## WHAT IS REQUIRED
Locate every line in the rows below that contains the string "wooden", and copy each such line in full. Matching is case-sensitive.

>> START DATA FOR PROCESSING

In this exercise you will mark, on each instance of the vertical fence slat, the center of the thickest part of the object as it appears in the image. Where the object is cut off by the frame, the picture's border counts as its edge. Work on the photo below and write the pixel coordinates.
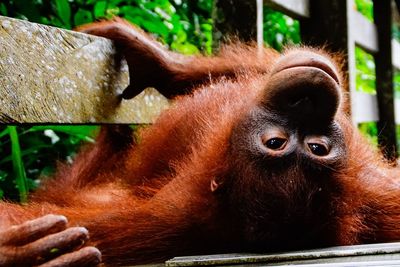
(384, 79)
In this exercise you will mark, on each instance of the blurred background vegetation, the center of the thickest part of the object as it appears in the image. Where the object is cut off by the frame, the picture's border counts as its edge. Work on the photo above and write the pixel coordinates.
(30, 152)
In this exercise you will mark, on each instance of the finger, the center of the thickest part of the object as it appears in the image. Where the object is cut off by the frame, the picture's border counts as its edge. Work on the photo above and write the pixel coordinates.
(130, 92)
(33, 230)
(87, 256)
(53, 245)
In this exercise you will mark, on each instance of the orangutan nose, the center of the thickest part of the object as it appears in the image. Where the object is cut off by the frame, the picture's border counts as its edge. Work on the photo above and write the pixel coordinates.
(304, 86)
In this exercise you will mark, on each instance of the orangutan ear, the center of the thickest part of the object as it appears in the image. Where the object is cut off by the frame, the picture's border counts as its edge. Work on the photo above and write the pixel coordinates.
(216, 184)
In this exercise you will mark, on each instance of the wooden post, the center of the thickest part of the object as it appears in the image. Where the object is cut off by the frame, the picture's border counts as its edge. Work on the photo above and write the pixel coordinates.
(384, 79)
(234, 18)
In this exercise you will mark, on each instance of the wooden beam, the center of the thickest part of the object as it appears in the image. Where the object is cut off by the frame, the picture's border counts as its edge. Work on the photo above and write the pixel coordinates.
(384, 79)
(50, 75)
(297, 9)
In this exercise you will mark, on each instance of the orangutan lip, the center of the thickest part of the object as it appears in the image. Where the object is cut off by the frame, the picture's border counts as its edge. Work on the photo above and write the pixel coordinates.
(314, 64)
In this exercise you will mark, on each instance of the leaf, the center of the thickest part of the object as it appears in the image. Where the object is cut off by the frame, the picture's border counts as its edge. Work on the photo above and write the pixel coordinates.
(3, 9)
(82, 17)
(64, 12)
(18, 166)
(99, 9)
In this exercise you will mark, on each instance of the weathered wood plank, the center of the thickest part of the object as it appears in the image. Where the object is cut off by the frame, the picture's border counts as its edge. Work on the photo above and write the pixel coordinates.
(294, 8)
(359, 255)
(50, 75)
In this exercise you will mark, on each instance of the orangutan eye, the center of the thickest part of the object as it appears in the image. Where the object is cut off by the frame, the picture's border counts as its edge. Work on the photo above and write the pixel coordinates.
(276, 143)
(318, 149)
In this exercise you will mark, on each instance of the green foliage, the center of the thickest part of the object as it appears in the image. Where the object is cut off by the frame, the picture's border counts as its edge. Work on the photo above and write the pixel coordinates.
(30, 152)
(370, 131)
(396, 83)
(185, 26)
(365, 72)
(279, 29)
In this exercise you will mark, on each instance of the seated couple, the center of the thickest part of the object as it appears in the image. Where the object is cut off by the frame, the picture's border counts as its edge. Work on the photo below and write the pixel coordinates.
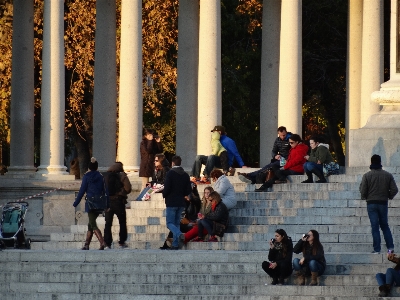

>> END DATA FOR PROCESSING

## RIGHT ANSWER
In this exercise you will mark, on each instance of the wooden post, the center of the thickest part of the object as it appears in the image. Where the object is cut off by the frame, the picture's border counts as its edge. Work on the photo above and write the pixel coordinates.
In this exercise you will mark, on each instance of the wooden beam, the center of the thickest part of the object as it appears in the image. Where the object is cut off by the frame, the picture's border counts as its edge. Work on the photo above and write the pixel coordinates.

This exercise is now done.